- **THINGS TO DO**
1. Reproduce the part of the Falco passage starting at "A case on point" and ending at "Falco’s new ease." word for word.
2. Write out the records exactly as they appear, starting at their beginning and ending at the line that contains "17L2 682L93 10ZM131", with both ends included. Leave the pictures out of your answer.

- **GIVEN PASSAGE**
******

A case on point is United States v. Falco, 727 F.2d 659 (7th Cir.1984).2 The defendant, Falco, was charged with violating 18 U.S.C. § 659, by possessing goods shipped in interstate commerce that he knew had been stolen. See 727 F.2d at 661. The trial court allowed the government, as part of its case in chief, to introduce evidence of Falco’s four prior interstate theft convictions. See id. at 661-62. The court required, and the government made, no showing that the prior convictions involved facts similar to those of Falco’s new ease.

On appeal, Falco argued that, without specific evidence of factual similarity, the prior convictions were inadmissible to prove his knowledge in the current case. See id. at 662. In affirming Falco’s conviction, the Court of Appeals for the Seventh Circuit expressly rejected this argument:

The question of relevancy here does not turn on the “similarity” of prior events in the way it might if testimony of prior or subsequent acts, rather than certifications of convictions for the same or related statutory offenses, were involved. Similarity of the underlying facts of the crimes is not the only basis on which the prior convictions could be considered relevant. Rather, extrinsic evidence in the form of convictions may be relevant on the issue of knowledge if, apart from facts demonstrating the similarity of the physical elements of the acts that gave rise to the inference of knowledge in the prior or subsequent convictions, the extrinsic offenses represented by the convictions are “of such a nature that [their] commission involved the same knowledge required for the offense charged.”

Id. at 663 (citation omitted).

The court in Falco went on to “recognize that the probative value of the previous convictions would be enhanced and their relevance thus more readily established if the facts underlying those convictions that go to the issue of knowledge were similar to the facts in this case.” Id. The court nevertheless found that the prior convictions were in and of themselves sufficiently probative to pass Federal Rule of Evidence 404(b)’s threshold test of relevance. See id. at 664. In so finding, the court also observed:

Defendant was free to attempt to undercut the probative value of the prior convictions, and hence their relevance, by distinguishing the facts underlying the previous convictions in response to the government’s motion to admit. By failing to proffer such evidence, however, defendant allowed the determination of the relevance of the prior convictions to turn solely on whether the fact that defendant had previously been convicted of the same or similar statutory offense requiring knowledge of stolen goods was minimally probative on the issue of defendant’s knowledge in this ease.

******

- **GIVEN RECORDS**

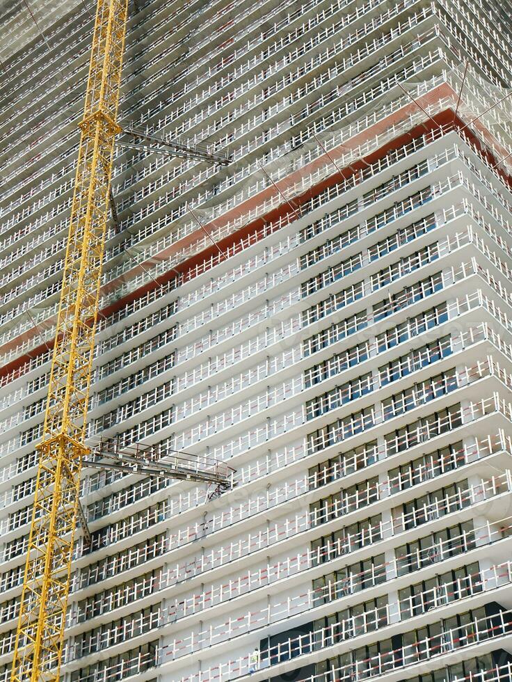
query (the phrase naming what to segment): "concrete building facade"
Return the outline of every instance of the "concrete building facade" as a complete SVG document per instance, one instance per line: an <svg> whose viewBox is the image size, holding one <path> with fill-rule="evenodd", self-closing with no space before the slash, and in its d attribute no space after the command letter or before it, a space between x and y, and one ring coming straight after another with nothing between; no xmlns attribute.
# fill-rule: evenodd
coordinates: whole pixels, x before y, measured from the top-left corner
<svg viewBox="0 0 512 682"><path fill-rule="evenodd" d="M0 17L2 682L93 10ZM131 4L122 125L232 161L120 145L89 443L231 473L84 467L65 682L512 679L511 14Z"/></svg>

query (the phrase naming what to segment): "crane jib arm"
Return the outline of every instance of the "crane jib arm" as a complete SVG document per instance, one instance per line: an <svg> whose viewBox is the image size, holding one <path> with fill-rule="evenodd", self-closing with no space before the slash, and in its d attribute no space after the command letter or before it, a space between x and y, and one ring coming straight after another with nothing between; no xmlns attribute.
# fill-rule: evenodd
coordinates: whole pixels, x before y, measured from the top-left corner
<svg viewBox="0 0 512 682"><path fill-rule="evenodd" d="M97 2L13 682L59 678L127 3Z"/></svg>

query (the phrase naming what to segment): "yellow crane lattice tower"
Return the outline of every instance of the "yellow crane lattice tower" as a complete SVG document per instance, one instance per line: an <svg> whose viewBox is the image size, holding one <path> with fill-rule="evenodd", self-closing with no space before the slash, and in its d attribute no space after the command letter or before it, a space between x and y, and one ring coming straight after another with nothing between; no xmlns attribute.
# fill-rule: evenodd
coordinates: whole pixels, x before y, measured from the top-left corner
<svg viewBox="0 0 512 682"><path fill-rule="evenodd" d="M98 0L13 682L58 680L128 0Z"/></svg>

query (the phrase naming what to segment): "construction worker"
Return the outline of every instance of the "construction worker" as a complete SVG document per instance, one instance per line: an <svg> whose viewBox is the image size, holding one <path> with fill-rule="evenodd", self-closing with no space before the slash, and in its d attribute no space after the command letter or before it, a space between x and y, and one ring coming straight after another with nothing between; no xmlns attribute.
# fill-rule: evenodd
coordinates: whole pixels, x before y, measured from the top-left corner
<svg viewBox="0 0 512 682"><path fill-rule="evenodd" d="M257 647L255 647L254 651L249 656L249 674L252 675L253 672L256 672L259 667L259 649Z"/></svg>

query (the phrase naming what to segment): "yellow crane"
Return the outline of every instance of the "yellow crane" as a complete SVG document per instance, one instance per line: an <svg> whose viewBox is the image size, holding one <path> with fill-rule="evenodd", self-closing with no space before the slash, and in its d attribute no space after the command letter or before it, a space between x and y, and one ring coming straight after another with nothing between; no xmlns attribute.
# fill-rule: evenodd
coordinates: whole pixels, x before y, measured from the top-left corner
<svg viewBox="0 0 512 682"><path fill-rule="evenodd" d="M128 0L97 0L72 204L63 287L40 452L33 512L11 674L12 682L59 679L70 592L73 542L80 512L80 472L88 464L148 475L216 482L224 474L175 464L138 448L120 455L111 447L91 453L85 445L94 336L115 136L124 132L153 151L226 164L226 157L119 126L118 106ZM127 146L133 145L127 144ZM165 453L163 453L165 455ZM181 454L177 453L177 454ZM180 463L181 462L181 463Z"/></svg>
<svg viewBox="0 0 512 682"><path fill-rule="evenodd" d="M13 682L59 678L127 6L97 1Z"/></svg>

******

- **ANSWERS TO EACH TASK**
1.
A case on point is United States v. Falco, 727 F.2d 659 (7th Cir.1984).2 The defendant, Falco, was charged with violating 18 U.S.C. § 659, by possessing goods shipped in interstate commerce that he knew had been stolen. See 727 F.2d at 661. The trial court allowed the government, as part of its case in chief, to introduce evidence of Falco’s four prior interstate theft convictions. See id. at 661-62. The court required, and the government made, no showing that the prior convictions involved facts similar to those of Falco’s new ease.

2.
query (the phrase naming what to segment): "concrete building facade"
Return the outline of every instance of the "concrete building facade" as a complete SVG document per instance, one instance per line: an <svg> whose viewBox is the image size, holding one <path> with fill-rule="evenodd", self-closing with no space before the slash, and in its d attribute no space after the command letter or before it, a space between x and y, and one ring coming straight after another with nothing between; no xmlns attribute.
# fill-rule: evenodd
coordinates: whole pixels, x before y, measured from the top-left corner
<svg viewBox="0 0 512 682"><path fill-rule="evenodd" d="M0 17L2 682L93 10ZM131 4L122 125L232 161L120 145L89 443L231 473L84 467L65 682L512 679L511 14Z"/></svg>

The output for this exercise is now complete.